Danke für die Hilfe, jetzt funktionierts im Explorer aber im Opera gehts nicht. Wäre gut wenn es dort auch gehen würde. Ich habe nur das object-Element eingefügt, als ich das embed-Element einfügte gab es im Opera Browser einen grossen Abstand in der Flash-Animation und der ganze Seiteninhalte rutschte nach unten.


----------



## Maik (2. Oktober 2007)

Ich kann im Opera 9 keinen grossen Abstand in der Flash-Animation entdecken, der Seiteninhalt rutscht auch nicht nach unten, wenn ich im embed-Element das empfohlene Attribut wmode="opaque" einsetze.

Hast du die Seite eigentlich schon mal in einem der Gecko-Browser (Firefox, Mozilla, Netscape, SeaMonkey) betrachtet? In ihnen läuft das Script überhaupt nicht.

Einträge mit Koordinatenannotationen:
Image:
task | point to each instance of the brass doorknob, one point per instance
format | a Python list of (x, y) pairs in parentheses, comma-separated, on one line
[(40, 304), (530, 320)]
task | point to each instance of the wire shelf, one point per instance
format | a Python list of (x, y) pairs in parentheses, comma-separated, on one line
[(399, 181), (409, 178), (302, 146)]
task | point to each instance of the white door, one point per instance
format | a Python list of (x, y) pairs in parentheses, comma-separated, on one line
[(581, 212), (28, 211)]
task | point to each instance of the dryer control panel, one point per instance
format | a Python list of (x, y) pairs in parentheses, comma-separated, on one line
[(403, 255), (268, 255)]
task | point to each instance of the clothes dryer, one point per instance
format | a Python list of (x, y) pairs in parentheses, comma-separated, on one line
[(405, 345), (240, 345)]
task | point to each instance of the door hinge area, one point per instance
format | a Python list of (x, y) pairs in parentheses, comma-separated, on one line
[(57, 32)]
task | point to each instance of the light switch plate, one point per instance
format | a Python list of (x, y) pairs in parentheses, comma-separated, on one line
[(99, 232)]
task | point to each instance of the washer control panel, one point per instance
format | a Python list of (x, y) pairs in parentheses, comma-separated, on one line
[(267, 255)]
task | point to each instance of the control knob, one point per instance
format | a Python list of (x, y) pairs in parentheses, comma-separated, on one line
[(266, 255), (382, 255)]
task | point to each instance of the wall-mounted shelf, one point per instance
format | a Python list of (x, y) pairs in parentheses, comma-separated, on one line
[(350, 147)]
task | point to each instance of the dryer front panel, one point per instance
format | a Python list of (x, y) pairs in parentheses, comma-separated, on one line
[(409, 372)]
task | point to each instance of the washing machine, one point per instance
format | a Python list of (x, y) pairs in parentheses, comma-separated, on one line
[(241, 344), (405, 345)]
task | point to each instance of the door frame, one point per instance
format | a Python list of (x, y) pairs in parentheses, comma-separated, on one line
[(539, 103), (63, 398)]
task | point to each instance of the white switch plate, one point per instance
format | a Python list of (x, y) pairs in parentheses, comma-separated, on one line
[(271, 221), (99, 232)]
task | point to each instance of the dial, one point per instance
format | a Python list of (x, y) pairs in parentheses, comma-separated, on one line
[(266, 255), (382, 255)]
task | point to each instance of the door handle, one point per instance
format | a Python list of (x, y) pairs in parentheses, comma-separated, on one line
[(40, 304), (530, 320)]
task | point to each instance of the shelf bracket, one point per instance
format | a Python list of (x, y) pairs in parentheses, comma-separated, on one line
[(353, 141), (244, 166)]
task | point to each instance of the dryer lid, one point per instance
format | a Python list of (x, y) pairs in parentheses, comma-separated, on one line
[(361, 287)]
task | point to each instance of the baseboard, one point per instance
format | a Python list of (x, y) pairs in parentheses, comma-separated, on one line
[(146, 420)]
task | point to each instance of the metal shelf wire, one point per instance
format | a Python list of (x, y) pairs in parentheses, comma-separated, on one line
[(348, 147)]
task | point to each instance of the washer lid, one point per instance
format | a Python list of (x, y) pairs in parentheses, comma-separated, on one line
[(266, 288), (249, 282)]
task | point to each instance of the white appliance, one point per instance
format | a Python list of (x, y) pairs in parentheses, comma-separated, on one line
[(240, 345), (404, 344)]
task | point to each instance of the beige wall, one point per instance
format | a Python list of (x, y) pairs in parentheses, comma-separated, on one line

ARBEITSAUFTRÄGE:
(a) Prüfe anhand der Forumsdiskussion zur Flash-Animation, ob die folgenden Aussagen zutreffen, und belege jede Antwort mit den entscheidenden Worten: (i) Der erste Beitrag gibt an, nur das object-Element eingefügt zu haben. (ii) Maik sieht im Opera 9 einen großen Abstand in der Flash-Animation. (iii) In den Gecko-Browsern läuft das Script ohne Probleme.
(b) Schreibe die Forumsdiskussion zur Flash-Animation im Opera-Browser im Anschluss an ihren letzten Satz weiter.

LÖSUNGEN:
(a)
(i) Ja: „Ich habe nur das object-Element eingefügt“
(ii) Nein: „Ich kann im Opera 9 keinen grossen Abstand in der Flash-Animation entdecken“
(iii) Nein: „In ihnen läuft das Script überhaupt nicht.“

(b)
----------



## catuaba (3. Oktober 2007)

es funktioniert jetzt im Opera hatte das embed-Element nicht am richtigen Ort eingegeben. Ja ist schade, dass nicht im Firefox funktioniert! Gibt es da vielleicht eine Möglichkeit. Ich habe gelesen, dass der "doctype" wichtig ist damit alles richtig angezeigt wird. Habe aber den empfohlenen doctype eingefügt. Es geht aber trotzdem nicht. Oder hat es einen anderen Grund weshalb es im Firefox nicht funktioniert!?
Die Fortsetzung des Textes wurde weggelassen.